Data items
======

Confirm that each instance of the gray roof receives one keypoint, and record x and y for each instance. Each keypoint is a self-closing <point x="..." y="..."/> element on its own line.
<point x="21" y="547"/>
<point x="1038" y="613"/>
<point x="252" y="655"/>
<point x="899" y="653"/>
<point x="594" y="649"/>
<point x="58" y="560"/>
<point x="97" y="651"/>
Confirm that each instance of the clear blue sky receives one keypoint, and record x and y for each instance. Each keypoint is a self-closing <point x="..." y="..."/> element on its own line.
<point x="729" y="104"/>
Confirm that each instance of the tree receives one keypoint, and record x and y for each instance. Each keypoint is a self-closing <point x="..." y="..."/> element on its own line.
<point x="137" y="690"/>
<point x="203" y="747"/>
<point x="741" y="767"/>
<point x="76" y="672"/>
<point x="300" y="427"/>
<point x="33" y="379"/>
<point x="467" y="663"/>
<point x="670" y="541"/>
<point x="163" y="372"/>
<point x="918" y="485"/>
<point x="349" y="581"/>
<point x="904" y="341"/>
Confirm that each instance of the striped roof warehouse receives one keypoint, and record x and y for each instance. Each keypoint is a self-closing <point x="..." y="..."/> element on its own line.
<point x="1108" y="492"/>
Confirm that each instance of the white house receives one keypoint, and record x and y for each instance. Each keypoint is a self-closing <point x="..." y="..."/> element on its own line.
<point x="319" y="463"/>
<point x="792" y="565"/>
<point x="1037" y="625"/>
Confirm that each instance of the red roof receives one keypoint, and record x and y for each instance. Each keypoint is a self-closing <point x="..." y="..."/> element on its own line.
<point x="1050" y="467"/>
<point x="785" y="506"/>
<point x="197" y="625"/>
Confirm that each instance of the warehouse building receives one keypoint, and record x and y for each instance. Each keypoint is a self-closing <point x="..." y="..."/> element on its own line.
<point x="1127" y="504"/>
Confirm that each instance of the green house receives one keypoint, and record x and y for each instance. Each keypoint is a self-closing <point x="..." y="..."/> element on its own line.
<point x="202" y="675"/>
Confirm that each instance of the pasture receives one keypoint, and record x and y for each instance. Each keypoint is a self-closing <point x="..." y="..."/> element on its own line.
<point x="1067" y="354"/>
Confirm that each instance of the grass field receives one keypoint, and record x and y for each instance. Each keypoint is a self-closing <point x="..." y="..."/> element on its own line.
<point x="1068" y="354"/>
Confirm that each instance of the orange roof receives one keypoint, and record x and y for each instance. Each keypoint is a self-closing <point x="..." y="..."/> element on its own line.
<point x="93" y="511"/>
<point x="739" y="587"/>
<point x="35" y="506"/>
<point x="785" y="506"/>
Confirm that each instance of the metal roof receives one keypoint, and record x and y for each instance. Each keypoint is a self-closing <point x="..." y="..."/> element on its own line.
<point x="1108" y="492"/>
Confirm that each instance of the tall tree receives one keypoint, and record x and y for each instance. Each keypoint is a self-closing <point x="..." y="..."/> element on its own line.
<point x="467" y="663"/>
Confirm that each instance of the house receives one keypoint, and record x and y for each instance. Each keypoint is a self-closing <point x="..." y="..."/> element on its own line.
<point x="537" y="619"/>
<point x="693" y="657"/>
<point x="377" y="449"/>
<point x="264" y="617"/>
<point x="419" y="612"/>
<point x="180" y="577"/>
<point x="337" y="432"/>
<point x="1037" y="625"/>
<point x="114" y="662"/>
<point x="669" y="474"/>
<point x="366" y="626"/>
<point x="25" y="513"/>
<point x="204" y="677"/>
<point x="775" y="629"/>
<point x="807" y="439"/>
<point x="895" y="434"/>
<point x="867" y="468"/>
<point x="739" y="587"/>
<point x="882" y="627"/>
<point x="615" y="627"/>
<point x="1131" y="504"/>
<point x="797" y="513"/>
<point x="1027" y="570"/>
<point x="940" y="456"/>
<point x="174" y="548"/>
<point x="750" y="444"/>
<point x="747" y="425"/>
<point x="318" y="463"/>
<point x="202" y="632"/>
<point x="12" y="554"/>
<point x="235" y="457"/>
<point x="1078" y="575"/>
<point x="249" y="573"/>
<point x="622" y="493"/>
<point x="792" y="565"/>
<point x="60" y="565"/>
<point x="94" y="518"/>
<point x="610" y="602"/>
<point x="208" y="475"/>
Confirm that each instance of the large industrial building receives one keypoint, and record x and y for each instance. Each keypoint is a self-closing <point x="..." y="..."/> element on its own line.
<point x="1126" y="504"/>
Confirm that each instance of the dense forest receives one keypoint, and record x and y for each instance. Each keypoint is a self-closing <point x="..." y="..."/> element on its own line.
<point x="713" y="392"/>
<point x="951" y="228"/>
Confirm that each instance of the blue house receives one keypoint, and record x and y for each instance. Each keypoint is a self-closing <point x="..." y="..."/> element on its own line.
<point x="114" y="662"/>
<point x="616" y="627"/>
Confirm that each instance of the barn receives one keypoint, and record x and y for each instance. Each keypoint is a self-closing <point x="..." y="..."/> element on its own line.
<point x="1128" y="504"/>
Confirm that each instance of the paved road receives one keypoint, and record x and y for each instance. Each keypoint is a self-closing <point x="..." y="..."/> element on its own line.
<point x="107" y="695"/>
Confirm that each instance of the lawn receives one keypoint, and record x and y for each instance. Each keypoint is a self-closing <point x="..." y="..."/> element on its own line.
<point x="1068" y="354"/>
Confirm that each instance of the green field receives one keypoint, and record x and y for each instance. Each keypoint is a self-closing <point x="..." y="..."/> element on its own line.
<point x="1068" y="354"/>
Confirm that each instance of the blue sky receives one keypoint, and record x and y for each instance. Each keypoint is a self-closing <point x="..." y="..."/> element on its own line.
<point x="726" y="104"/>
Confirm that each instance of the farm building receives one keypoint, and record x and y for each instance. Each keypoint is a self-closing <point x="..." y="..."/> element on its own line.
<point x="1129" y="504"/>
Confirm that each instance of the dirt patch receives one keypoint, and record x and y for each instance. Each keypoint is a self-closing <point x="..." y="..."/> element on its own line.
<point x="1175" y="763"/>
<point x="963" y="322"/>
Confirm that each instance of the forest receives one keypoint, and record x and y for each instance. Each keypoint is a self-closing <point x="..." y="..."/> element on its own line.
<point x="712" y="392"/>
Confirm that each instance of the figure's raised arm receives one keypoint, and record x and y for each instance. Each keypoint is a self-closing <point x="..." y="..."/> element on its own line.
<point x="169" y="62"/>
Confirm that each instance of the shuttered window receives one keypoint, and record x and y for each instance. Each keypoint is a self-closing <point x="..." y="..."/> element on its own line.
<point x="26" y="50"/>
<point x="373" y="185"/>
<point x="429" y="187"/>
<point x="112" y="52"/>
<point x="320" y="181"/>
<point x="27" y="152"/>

======

Task prompt
In full and without change, transcribe the data above.

Result
Confirm that each instance of the gray roof receives one keypoint, and record x and y for each instance. Each keypoint is a self-closing <point x="..." y="..."/> element on its own line.
<point x="21" y="547"/>
<point x="1038" y="613"/>
<point x="252" y="655"/>
<point x="899" y="653"/>
<point x="594" y="649"/>
<point x="58" y="560"/>
<point x="97" y="651"/>
Confirm that each instance of the clear blue sky receives one keypoint, and record x and y for each instance. Each keypoint is a self-closing <point x="..." y="..."/> element on its own line.
<point x="729" y="104"/>
Confirm that each instance of the tree receives one keypoint, and record x and y for each instance. Each keypoint is a self-closing <point x="..." y="..."/> element on its own line.
<point x="137" y="690"/>
<point x="203" y="747"/>
<point x="741" y="767"/>
<point x="76" y="672"/>
<point x="300" y="427"/>
<point x="33" y="379"/>
<point x="467" y="663"/>
<point x="670" y="541"/>
<point x="163" y="372"/>
<point x="918" y="485"/>
<point x="349" y="581"/>
<point x="904" y="341"/>
Confirm that each instance of the striped roof warehouse receives one keypoint, and record x and y for each instance. Each keypoint is a self-closing <point x="..." y="..."/> element on its own line.
<point x="1108" y="492"/>
Confirm that each instance of the white house receives one keypoint, and record x and y for each instance. Each keypoint is a self-closing <point x="..." y="..."/> element on its own line.
<point x="319" y="463"/>
<point x="792" y="565"/>
<point x="1037" y="625"/>
Confirm that each instance of the red roof receives one keypoint, and record x and y for each instance. Each keypoint is a self-closing <point x="..." y="..."/> element on its own line.
<point x="1050" y="467"/>
<point x="785" y="506"/>
<point x="197" y="625"/>
Confirm that each instance of the warehouse building receives one keypoint, and record x and y for each instance. Each keypoint is a self-closing <point x="..." y="..."/> element on its own line.
<point x="1127" y="504"/>
Confirm that each instance of the green house receives one keypoint, and record x and y for each instance. Each keypoint is a self-closing <point x="..." y="..."/> element on its own line.
<point x="202" y="675"/>
Confirm that each instance of the pasture receives one keypoint, and record x and y for each instance. Each keypoint is a self-closing <point x="..." y="..."/> element on its own line.
<point x="1067" y="354"/>
Confirm that each instance of the grass field receives one keypoint, and record x and y for each instance. Each keypoint is a self-closing <point x="..." y="..."/> element on its own line.
<point x="1068" y="354"/>
Confirm that each instance of the orange roof receives one keypoint, and record x and y for each instance. Each keypoint is a self-closing <point x="..." y="..."/> element on its own line.
<point x="93" y="511"/>
<point x="739" y="587"/>
<point x="35" y="506"/>
<point x="785" y="506"/>
Confirm that each instance of the metal roof receives one keypoint, and record x and y for each instance. Each keypoint is a self-closing <point x="..." y="..."/> element on its own line.
<point x="1108" y="492"/>
Confirm that each instance of the tall tree receives one keypoint, and record x and y for each instance. Each keypoint is a self-closing <point x="..." y="..."/> element on its own line.
<point x="467" y="663"/>
Confirm that each instance of the house receives one keypoint, and record x and y for each instance. Each keypoint is a self-closing <point x="..." y="..."/> element on its own line.
<point x="537" y="619"/>
<point x="693" y="657"/>
<point x="377" y="449"/>
<point x="264" y="617"/>
<point x="419" y="612"/>
<point x="180" y="577"/>
<point x="337" y="432"/>
<point x="1037" y="625"/>
<point x="114" y="662"/>
<point x="669" y="474"/>
<point x="366" y="626"/>
<point x="25" y="513"/>
<point x="204" y="677"/>
<point x="775" y="629"/>
<point x="807" y="439"/>
<point x="895" y="434"/>
<point x="867" y="468"/>
<point x="739" y="587"/>
<point x="882" y="627"/>
<point x="615" y="627"/>
<point x="1131" y="504"/>
<point x="797" y="513"/>
<point x="1027" y="570"/>
<point x="940" y="456"/>
<point x="174" y="548"/>
<point x="750" y="444"/>
<point x="747" y="425"/>
<point x="318" y="463"/>
<point x="202" y="632"/>
<point x="12" y="554"/>
<point x="235" y="457"/>
<point x="1078" y="575"/>
<point x="249" y="573"/>
<point x="622" y="493"/>
<point x="792" y="565"/>
<point x="60" y="565"/>
<point x="94" y="518"/>
<point x="610" y="602"/>
<point x="208" y="475"/>
Confirm that each instance of the large industrial building receives one keypoint, and record x and y for each instance. Each keypoint is a self-closing <point x="..." y="..."/> element on its own line.
<point x="1126" y="504"/>
Confirm that each instance of the dense forest receives one keypoint, and record x and y for each instance. Each keypoint is a self-closing <point x="..." y="..."/> element on its own line.
<point x="713" y="392"/>
<point x="951" y="228"/>
Confirm that each instance of the blue house receives one keypoint, and record x and y for each instance. Each keypoint is a self-closing <point x="..." y="..."/> element on its own line.
<point x="114" y="662"/>
<point x="616" y="627"/>
Confirm that each instance of the barn receives one keypoint, and record x and y for each instance. Each keypoint is a self-closing <point x="..." y="..."/> element on its own line.
<point x="1128" y="504"/>
Confirm that each instance of the paved road receives one keypoint, and record x and y for each instance. Each keypoint is a self-closing <point x="..." y="..."/> element on its own line.
<point x="107" y="695"/>
Confirm that each instance of the lawn receives one keypoint, and record x and y for each instance. Each keypoint is a self-closing <point x="..." y="..."/> element on its own line.
<point x="1068" y="354"/>
Confirm that each instance of the green field receives one keypoint, and record x and y for each instance. Each keypoint is a self-closing <point x="..." y="..."/> element on its own line.
<point x="1068" y="354"/>
Confirm that each instance of the blue sky receives one keypoint, and record x and y for each instance. Each keypoint is a self-closing <point x="..." y="..."/> element on its own line.
<point x="726" y="104"/>
Confirm that each instance of the farm building receives one keypoint, and record x and y for each instance. Each keypoint is a self-closing <point x="..." y="..."/> element on its own line.
<point x="1129" y="504"/>
Confirm that each instance of the dirt patch receives one keypoint, and record x and y for each instance. Each keypoint is a self-closing <point x="..." y="..."/> element on its own line.
<point x="1175" y="763"/>
<point x="963" y="322"/>
Confirm that each instance of the forest receives one keypoint, and record x and y for each instance. Each keypoint is a self-closing <point x="..." y="..."/> element on its own line.
<point x="712" y="392"/>
Confirm that each instance of the figure's raised arm receives one keypoint, and record x and y for each instance. Each keypoint is a self-closing <point x="..." y="..."/> element on its own line.
<point x="169" y="62"/>
Confirm that each instance of the shuttered window receives one keypoint, and record x and y for each instance. Each keypoint is a self-closing <point x="..." y="..."/> element on its own line.
<point x="26" y="50"/>
<point x="373" y="185"/>
<point x="429" y="187"/>
<point x="112" y="52"/>
<point x="320" y="181"/>
<point x="27" y="152"/>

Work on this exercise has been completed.